**Work to do**
Copy out each line below exactly as it appears.

─── Material for this exercise ───

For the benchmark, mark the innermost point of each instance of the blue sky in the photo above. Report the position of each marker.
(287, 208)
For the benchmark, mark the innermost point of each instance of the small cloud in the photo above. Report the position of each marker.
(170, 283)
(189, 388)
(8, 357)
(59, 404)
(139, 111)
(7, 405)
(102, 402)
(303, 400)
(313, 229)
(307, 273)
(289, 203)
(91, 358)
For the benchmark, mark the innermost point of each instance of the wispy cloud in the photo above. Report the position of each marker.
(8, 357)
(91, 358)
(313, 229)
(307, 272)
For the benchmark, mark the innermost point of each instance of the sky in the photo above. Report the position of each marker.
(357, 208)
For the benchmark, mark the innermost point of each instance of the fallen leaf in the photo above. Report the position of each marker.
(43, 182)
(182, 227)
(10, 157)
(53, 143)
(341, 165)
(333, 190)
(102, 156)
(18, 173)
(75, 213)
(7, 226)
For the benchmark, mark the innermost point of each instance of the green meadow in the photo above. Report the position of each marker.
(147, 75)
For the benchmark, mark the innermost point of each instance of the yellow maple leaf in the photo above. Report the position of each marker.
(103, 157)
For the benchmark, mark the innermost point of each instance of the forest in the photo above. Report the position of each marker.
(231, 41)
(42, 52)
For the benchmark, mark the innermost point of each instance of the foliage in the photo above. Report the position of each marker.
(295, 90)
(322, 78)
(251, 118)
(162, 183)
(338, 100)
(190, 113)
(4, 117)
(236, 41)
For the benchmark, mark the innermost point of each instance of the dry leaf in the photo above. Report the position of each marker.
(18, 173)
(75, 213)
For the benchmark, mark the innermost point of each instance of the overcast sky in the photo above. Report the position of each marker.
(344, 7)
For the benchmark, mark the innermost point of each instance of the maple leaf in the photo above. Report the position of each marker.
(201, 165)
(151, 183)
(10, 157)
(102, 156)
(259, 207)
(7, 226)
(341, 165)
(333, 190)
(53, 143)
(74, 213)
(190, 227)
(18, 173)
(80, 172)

───

**Answer to this task**
For the benchmark, mark the innermost point of each instance of the blue sky in the photo above. Report the position of each marker.
(287, 208)
For the benchmark, mark the innermost point of each instance of the small cloud in the photo above. Report the position of each marker.
(170, 283)
(189, 388)
(8, 357)
(59, 404)
(139, 111)
(7, 405)
(102, 402)
(303, 400)
(313, 229)
(307, 273)
(289, 203)
(91, 358)
For the benchmark, mark the innermost point of each instance of the wispy cloud in the photo above. Report the position of each marker.
(8, 357)
(91, 358)
(313, 229)
(307, 272)
For the benchmark, mark the innermost point of each instance of the sky in the photo above. Report the position of each marker.
(357, 208)
For the benchmark, mark the innermost point of each instance of the fallen leaf in the photo above. Report the position of each marker.
(43, 182)
(182, 227)
(10, 157)
(53, 143)
(341, 165)
(333, 190)
(102, 156)
(18, 173)
(75, 213)
(7, 226)
For the benchmark, mark the innermost point of each instance of the green meadow in the photo above. Report the position of each marker.
(147, 75)
For the benchmark, mark the innermost point of each instance of the yellow maple leaf in the photo above. Report the position of each marker.
(103, 157)
For the benchmark, mark the innermost point of each instance of the forest in the photo above. Report the position of each marker.
(231, 41)
(42, 52)
For the benchmark, mark the innermost point of each instance of the foliage in the photo above. Report the position of each marker.
(295, 90)
(322, 78)
(251, 118)
(162, 183)
(338, 100)
(190, 113)
(4, 117)
(236, 41)
For the benchmark, mark the innermost point of each instance of the dry leaf in the photo above. Report the position of each marker.
(18, 173)
(75, 213)
For the benchmark, mark the innermost point of each instance of the overcast sky in the photo above. Report the position of each marker.
(344, 7)
For the benchmark, mark the innermost point of each instance of the maple leaf in the photo above. Report the position of each marker.
(201, 165)
(151, 183)
(10, 157)
(102, 156)
(259, 207)
(7, 226)
(341, 165)
(333, 190)
(53, 143)
(74, 213)
(190, 227)
(18, 173)
(80, 172)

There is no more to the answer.